Start of DOCUMENT TEXT

The first permanent post in Sanskrit was established in the 19th century with the creation of the Boden Professorship of Sanskrit, founded by Colonel Joseph Boden of the East India Company. The first postholder was Horace Hayman Wilson (appointed 1832), followed in 1860 by Sir Monier-Williams, who founded the Indian Institute. (His rival for the chair was another Oxford Indologist, Max Müller.) Various Indian languages were taught in the 19th century through Lecturerships and Teacherships, including Hindustani, Marathi, Bengali, Tamil, and Telugu.

The first Professor of Chinese was Rev. James Legge, appointed in 1869. “In or about the year 1875 the University accepted a proposal on the part of persons interested in promoting the study of Chinese to contribute to a sum which ultimately amounted to £3003, as the endowment of a Professorship of Chinese” (Oxford Historical Register, p.79). The first Professor of Assyriology was A.H. Sayce (1891). The University of Oxford Gazette notes the creation of teaching positions in other areas not represented by a Chair, for example Persian (from 1880, John Thompson Platts) and Burmese (1893, Richard F. St. A. St. John). The Gazette also reports new courses in Assyriology and Semitic Philology (1908), Syriac and Aramaic (1909), and Japanese (1909).

1901 marks the beginning of Egyptology at Oxford, with the appointment of Francis Llewellyn Griffith as Reader; he was made Professor of Egyptology in 1924 and was succeeded by Battiscombe George Gunn in 1934. The 1930s also saw the establishment of further posts in Asian and Middle Eastern Studies: the Spalding Professor of Eastern Religions and Ethics (1936, Sir Sarvepalli Radhakrishnan); and the Professorship of Semitic Philology (1938, Godfrey Rolles Driver).

Before the twentieth century no women held formal posts in Asian and Middle Eastern Studies in Oxford, but there were some notable scholars working in the city, such as Jessie Payne Smith (1856-1933, Syriac lexicographer and leader of the Oxford movement for women’s suffrage).

Taking shape: the establishment of the Faculty of Oriental Studies

Even though individual languages and subject areas had been taught much earlier, the concept of “Oriental Studies” as a coherent area of study was created in the 19th century. A “Board of Studies for the Honour School of Oriental Studies” was established in 1871 but abolished in 1894 when its work was transferred to the “Board of the Faculty of Oriental Languages”, which had been set up in 1883 within the Faculty of Arts. The Faculty of Arts had three Faculty Boards: Literae Humaniores, Oriental Languages and Modern History. In Michaelmas term 1913, Oriental Languages became a Faculty of its own; in Trinity term 1914 it was renamed “Faculty of Oriental Languages and Literature”, and in 1936 it became the “Faculty of Oriental Studies”.

End of DOCUMENT TEXT
Start of MATERIAL SUPPLIED

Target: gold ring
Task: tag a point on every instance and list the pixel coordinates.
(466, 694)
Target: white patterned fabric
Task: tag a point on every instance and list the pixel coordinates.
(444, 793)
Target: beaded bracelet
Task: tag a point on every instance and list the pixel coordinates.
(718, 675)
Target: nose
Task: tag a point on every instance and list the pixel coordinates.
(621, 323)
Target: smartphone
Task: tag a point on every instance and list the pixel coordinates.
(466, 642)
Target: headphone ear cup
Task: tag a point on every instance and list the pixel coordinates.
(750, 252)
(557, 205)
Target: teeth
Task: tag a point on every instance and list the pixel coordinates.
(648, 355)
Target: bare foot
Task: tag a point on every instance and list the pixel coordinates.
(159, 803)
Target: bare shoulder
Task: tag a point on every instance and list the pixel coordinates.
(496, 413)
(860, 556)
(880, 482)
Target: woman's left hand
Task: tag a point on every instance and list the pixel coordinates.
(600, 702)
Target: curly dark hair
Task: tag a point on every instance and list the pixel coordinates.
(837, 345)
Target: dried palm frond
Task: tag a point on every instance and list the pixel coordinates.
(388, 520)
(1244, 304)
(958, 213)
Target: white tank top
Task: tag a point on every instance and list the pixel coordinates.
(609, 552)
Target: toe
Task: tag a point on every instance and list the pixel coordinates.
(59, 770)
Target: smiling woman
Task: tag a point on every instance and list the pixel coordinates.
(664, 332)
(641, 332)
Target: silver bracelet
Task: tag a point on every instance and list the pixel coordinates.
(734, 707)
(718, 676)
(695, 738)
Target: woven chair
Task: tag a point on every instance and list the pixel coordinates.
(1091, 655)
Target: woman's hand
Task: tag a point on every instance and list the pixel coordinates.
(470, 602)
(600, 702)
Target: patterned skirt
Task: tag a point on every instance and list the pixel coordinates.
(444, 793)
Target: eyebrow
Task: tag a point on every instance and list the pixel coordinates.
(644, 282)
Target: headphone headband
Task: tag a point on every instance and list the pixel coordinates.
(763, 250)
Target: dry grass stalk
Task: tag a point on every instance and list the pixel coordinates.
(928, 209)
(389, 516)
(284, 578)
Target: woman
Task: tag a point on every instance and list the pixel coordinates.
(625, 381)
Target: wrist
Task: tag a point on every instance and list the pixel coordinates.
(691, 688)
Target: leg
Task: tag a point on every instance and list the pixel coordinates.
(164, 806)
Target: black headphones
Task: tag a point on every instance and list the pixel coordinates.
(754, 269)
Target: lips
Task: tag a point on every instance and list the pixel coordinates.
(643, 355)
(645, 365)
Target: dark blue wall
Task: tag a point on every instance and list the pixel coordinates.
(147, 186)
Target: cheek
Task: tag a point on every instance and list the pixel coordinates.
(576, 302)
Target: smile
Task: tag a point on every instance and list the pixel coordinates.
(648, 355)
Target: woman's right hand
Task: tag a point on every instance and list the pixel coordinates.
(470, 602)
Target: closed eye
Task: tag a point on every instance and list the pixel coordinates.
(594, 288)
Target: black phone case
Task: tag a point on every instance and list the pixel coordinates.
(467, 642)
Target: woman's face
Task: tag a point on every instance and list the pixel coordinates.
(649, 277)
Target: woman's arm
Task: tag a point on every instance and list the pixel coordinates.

End of MATERIAL SUPPLIED
Start of MATERIAL SUPPLIED

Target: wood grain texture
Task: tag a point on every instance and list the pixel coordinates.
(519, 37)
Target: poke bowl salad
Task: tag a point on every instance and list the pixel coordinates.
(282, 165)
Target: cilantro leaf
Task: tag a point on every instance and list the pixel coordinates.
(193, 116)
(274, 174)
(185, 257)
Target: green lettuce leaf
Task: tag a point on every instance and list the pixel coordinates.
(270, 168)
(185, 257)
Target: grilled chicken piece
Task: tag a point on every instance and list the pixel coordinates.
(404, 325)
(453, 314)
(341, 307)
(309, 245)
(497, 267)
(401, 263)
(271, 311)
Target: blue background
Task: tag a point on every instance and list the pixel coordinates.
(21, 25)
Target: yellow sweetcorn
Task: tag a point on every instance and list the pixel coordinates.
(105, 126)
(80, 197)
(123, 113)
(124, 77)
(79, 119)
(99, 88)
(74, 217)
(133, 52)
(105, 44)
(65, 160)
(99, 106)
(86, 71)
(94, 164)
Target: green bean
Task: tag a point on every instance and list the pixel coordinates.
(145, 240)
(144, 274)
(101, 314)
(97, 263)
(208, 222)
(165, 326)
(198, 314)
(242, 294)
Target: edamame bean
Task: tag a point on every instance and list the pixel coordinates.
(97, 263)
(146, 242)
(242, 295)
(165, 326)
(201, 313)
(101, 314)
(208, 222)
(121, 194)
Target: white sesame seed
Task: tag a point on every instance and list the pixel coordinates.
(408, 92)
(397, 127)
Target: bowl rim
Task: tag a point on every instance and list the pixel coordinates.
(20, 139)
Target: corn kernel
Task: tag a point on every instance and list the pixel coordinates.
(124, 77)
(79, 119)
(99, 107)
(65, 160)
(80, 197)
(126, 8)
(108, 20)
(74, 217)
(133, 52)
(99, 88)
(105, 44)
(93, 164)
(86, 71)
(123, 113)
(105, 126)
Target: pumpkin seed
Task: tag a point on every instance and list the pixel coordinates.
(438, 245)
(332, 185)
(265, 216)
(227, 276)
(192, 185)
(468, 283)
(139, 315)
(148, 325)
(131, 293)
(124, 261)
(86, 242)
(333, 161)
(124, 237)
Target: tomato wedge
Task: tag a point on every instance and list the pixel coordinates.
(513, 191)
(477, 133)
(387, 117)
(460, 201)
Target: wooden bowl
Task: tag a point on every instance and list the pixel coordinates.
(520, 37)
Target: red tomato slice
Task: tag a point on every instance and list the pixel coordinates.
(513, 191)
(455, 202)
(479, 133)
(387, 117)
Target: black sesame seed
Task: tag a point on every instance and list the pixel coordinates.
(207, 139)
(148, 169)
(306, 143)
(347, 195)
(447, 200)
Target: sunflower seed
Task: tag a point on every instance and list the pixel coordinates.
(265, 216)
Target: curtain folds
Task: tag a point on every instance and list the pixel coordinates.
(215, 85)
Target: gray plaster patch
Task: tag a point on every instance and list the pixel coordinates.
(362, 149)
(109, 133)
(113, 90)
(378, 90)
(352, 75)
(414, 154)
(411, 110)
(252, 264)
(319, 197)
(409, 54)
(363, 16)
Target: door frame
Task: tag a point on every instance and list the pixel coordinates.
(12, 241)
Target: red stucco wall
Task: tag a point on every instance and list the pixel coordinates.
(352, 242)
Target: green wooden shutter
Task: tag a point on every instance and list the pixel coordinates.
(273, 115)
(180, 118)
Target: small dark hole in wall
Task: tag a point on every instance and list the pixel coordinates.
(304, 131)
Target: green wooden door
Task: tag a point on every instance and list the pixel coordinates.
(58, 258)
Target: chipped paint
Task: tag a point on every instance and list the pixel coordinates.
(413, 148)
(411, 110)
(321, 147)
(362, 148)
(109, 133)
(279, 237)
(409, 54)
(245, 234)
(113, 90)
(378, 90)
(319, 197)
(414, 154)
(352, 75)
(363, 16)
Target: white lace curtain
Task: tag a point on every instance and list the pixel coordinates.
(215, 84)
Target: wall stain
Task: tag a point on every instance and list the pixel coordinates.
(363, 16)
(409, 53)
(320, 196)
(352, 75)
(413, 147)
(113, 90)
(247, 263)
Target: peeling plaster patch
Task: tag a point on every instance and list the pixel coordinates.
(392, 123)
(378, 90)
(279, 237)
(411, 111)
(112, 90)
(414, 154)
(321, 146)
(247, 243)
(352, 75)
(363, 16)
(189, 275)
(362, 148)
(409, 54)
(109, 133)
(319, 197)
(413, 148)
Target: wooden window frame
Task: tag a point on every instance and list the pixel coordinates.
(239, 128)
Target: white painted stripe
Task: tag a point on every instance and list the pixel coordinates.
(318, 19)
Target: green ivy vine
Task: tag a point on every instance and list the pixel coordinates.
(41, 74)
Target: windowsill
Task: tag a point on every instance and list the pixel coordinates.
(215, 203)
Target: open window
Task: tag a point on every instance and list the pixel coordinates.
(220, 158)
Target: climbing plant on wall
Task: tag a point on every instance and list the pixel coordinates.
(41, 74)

End of MATERIAL SUPPLIED

*REQUESTS*.
1. Answer these questions using the history of Oriental Studies at Oxford.
(a) Who was the first Professor of Chinese, and in what year was he appointed?
(b) Who succeeded Francis Llewellyn Griffith as Professor of Egyptology, and in what year?
(c) In what year did the faculty take the name "Faculty of Oriental Studies"?
2. Write out the history of Oriental Studies at Oxford word for word, from "1901 marks the" to "for women’s suffrage).".
3. Continue the history of Oriental Studies at Oxford, starting after its last sentence.

*FINAL ANSWERS*.
1.
(a) Rev. James Legge, in 1869.
(b) Battiscombe George Gunn, in 1934.
(c) 1936.

2.
1901 marks the beginning of Egyptology at Oxford, with the appointment of Francis Llewellyn Griffith as Reader; he was made Professor of Egyptology in 1924 and was succeeded by Battiscombe George Gunn in 1934. The 1930s also saw the establishment of further posts in Asian and Middle Eastern Studies: the Spalding Professor of Eastern Religions and Ethics (1936, Sir Sarvepalli Radhakrishnan); and the Professorship of Semitic Philology (1938, Godfrey Rolles Driver).

Before the twentieth century no women held formal posts in Asian and Middle Eastern Studies in Oxford, but there were some notable scholars working in the city, such as Jessie Payne Smith (1856-1933, Syriac lexicographer and leader of the Oxford movement for women’s suffrage).

3.
The end of the colonial era and the Scarborough Report

The end of the colonial era meant a major shift in the landscape of Asian and Middle Eastern Studies. Government support for the study of the languages of the former colonies dwindled after their move towards independence. “In 1959 G. F. Hudson pointed out in the Oxford Magazine that the end of British Rule had led to abolition of arrangements for teaching Hindi, Urdu, Bengali and Tamil, though these were the languages of 400 million people in the Commonwealth.” (Oxford and Empire, p.291) Already towards the end of the war, however, a commission had been established to take stock and make recommendations for the teaching and study of Eastern languages. Their findings were made available in the so-called Scarborough Report, named after its Chairman, the Earl of Scarborough.

“The remit of the Commission of Enquiry into the Facilities for Oriental, Slavonic, East European and African Studies [Scarborough Commission] was to research facilities available in Britain and elsewhere for Oriental, East European and African studies, surveying existing facilities using questionnaires, and discussing potential needs with individuals, companies, government departments, trade associations and other organisations, including universities in South Africa and North America. [...] The Commission was appointed on 14 December 1944, and reported in 1945.” (https://archiveshub.jisc.ac.uk)

The Oriental Institute

H.N. Spalding (1877-1953), through whose support the Spalding Professorship of Eastern Religions and Ethics had been created in 1936, had promoted the vision of an “Asia House” at Oxford, anticipating the idea of a centre for the study of Asian languages and cultures. This vision was eventually realised under a different name, in the form of the Oriental Institute.

Within the scope of the Scarborough Commission, there was a sub-committee which looked into the matter of founding an Oriental Institute at Oxford (Oxford University archive UR 6/II/9, files 1-10). This sub-committee consisted of Homer H. Dubs (Professor of Chinese), G. R. Driver (Professor of Semitic Philology), Sarvepalli Radhakrishnan (Spalding Professor of Eastern Religion and Ethics), and the warden of New College (A. H. Smith). It was in particular thanks to the efforts of G. R. Driver that the idea of an Oriental Institute was finally realised.

The Hebdomadal council passed a decree to establish the Oriental Institute in 1955 (when Smith was Vice-Chancellor). The building was built in 1959-1960, opened in 1960, and the library was founded in 1961. The opening ceremony of the Oriental Institute was held on 12 October 1961.

The Hayter Report (1961) and the Parker Report (1986)

The outcome of the Scarborough Report was due to be reviewed after a ten-year period and in 1959 the University Grants Committee appointed another commission to evaluate the status of Oriental, Slavonic, East European and African Studies in the UK. Its report, published in 1961, became known as the Hayter Report, named after its Chairman Sir William Hayter. The commission visited universities in the UK and the US; it concluded that UK universities should follow the US model in putting greater emphasis on contemporary languages and societies. The recommendations of the report led to largescale financial support for the newly emerging field of area studies.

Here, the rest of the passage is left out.